Exercise objective
Here the requirement is to repeat every record exactly, in full.

(Stored data)
___
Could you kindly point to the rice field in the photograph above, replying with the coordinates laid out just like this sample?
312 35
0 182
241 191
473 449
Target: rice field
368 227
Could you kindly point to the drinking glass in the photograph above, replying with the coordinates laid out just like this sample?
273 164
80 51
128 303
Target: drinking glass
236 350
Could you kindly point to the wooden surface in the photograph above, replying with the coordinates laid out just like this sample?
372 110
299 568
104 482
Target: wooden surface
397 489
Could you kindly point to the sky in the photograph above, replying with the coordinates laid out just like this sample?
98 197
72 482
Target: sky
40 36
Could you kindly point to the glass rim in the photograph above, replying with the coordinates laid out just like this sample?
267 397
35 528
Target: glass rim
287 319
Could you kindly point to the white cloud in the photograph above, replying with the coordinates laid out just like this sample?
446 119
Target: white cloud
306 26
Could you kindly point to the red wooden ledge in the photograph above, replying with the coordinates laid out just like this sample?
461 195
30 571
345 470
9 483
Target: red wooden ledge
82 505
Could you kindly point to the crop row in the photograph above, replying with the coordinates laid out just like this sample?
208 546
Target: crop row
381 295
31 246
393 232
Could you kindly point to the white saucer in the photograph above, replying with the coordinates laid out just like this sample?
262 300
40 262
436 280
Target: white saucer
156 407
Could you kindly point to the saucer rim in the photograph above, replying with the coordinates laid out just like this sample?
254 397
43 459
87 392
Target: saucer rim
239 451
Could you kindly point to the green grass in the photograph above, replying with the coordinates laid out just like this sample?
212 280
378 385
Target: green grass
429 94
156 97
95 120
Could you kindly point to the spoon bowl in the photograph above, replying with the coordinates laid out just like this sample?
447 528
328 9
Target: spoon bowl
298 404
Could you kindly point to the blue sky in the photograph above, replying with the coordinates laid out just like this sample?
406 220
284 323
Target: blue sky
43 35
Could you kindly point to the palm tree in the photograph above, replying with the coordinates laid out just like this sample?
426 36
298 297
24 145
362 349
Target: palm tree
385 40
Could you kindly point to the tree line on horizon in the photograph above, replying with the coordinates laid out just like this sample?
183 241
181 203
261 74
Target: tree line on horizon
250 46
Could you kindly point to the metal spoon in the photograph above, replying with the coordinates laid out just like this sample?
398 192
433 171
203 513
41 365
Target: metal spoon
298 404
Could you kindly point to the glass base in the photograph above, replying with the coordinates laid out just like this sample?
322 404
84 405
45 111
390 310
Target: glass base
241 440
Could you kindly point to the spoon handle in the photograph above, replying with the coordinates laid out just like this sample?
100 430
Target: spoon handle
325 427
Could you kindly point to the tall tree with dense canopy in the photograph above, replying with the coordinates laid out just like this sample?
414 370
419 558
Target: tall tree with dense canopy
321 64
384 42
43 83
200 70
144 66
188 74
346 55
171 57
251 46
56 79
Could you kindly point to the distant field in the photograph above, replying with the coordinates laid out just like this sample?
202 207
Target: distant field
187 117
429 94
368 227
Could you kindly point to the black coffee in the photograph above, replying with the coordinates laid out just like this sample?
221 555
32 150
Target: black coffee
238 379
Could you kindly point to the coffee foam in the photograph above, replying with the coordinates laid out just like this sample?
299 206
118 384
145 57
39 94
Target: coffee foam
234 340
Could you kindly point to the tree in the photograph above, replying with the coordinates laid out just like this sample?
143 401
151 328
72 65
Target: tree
___
Exercise result
Could you kindly point to the rice field in the photograph above, replying with the coordinates laid out just like this sample?
312 35
0 182
241 191
473 449
Target: rice field
368 227
Could you kindly point to the drinking glass in the photograph above, replying with the coordinates laid out just like this sample?
273 164
80 51
128 303
Target: drinking glass
236 350
Could you kindly point to the wooden surface in the photograph above, replying with the coordinates laid out just like this sample?
372 110
299 568
104 482
Target: wooden surface
397 489
Could you kindly point to the sky in the photograph above, replying with the coordinates laid out just like this sample?
98 197
72 482
Target: sky
40 36
Could you kindly point to the glass rim in the photograph above, replying with the coordinates laid out just like this sample?
267 397
35 528
Target: glass rim
287 319
Could you kindly point to the white cloud in the photograph above, replying with the coordinates laid out just like this sample?
446 119
Target: white cloud
306 26
Could you kindly point to the red wooden ledge in the photograph above, replying with the coordinates laid out just like this sample?
461 195
30 571
345 470
9 483
Target: red wooden ledge
82 505
Could you kindly point to the crop row in the photograph above, replying with the coordinates laid out just like this sample?
208 546
Target: crop row
381 295
31 246
393 232
Could you kindly point to the white saucer in the photograph above, replying with the coordinates laid out just like this sample?
262 300
40 262
436 280
Target: white saucer
156 407
Could you kindly point to the saucer rim in the photograph above, replying with the coordinates laid out just like this sample?
254 397
43 459
87 392
Target: saucer rim
239 451
Could you kindly point to the green grass in the photograph above, replying with the coordinates laid out just like this sample?
212 280
378 385
Target: green grass
429 94
156 97
95 120
Could you kindly point to the spoon bowl in the photograph above, replying with the coordinates laid out just like this sample?
447 528
328 9
Target: spoon bowl
298 404
Could you kindly point to the blue sky in the photograph above, replying with the coordinates laid out just like this sample?
406 220
284 323
Target: blue sky
43 35
Could you kindly point to the palm tree in the photograph above, replying with the coordinates laid out just like this sample?
426 36
298 297
24 145
362 349
Target: palm tree
385 40
Could you kindly point to the tree line on horizon in the photograph above, replying with the coordinates laid out just like this sample?
183 241
181 203
261 74
Target: tree line on horizon
250 46
Could you kindly point to the metal spoon in the photograph above, replying with the coordinates laid out just like this sample?
398 192
433 171
203 513
41 365
Target: metal spoon
298 404
Could you kindly point to the glass base in the photograph above, replying with the coordinates laid out just like this sample?
322 404
84 405
45 111
390 310
Target: glass base
241 440
Could you kindly point to the spoon handle in the photograph above, replying with the coordinates laid out just like this sample?
100 430
Target: spoon handle
325 427
Could you kindly point to the tall tree with dense canopy in the photograph above, replying with the coordinates laid out just like this sample?
414 370
419 558
Target: tall tree with dense canopy
321 64
384 42
43 83
200 70
144 66
188 74
346 55
171 57
251 46
56 79
Could you kindly point to the distant field in the photograph above, replying with the coordinates laid out just like this sample?
202 207
Target: distant field
187 117
429 94
368 227
Could you kindly point to the black coffee in the photograph above, replying with the coordinates laid out just like this sample?
221 555
32 150
Target: black coffee
238 379
Could you kindly point to the coffee foam in the photograph above, replying with the coordinates laid out just like this sample?
299 206
118 384
145 57
39 94
Target: coffee foam
234 340
Could you kindly point to the tree in the photograph above, replying with the coordinates laid out just like this sample?
143 401
151 328
72 65
Target: tree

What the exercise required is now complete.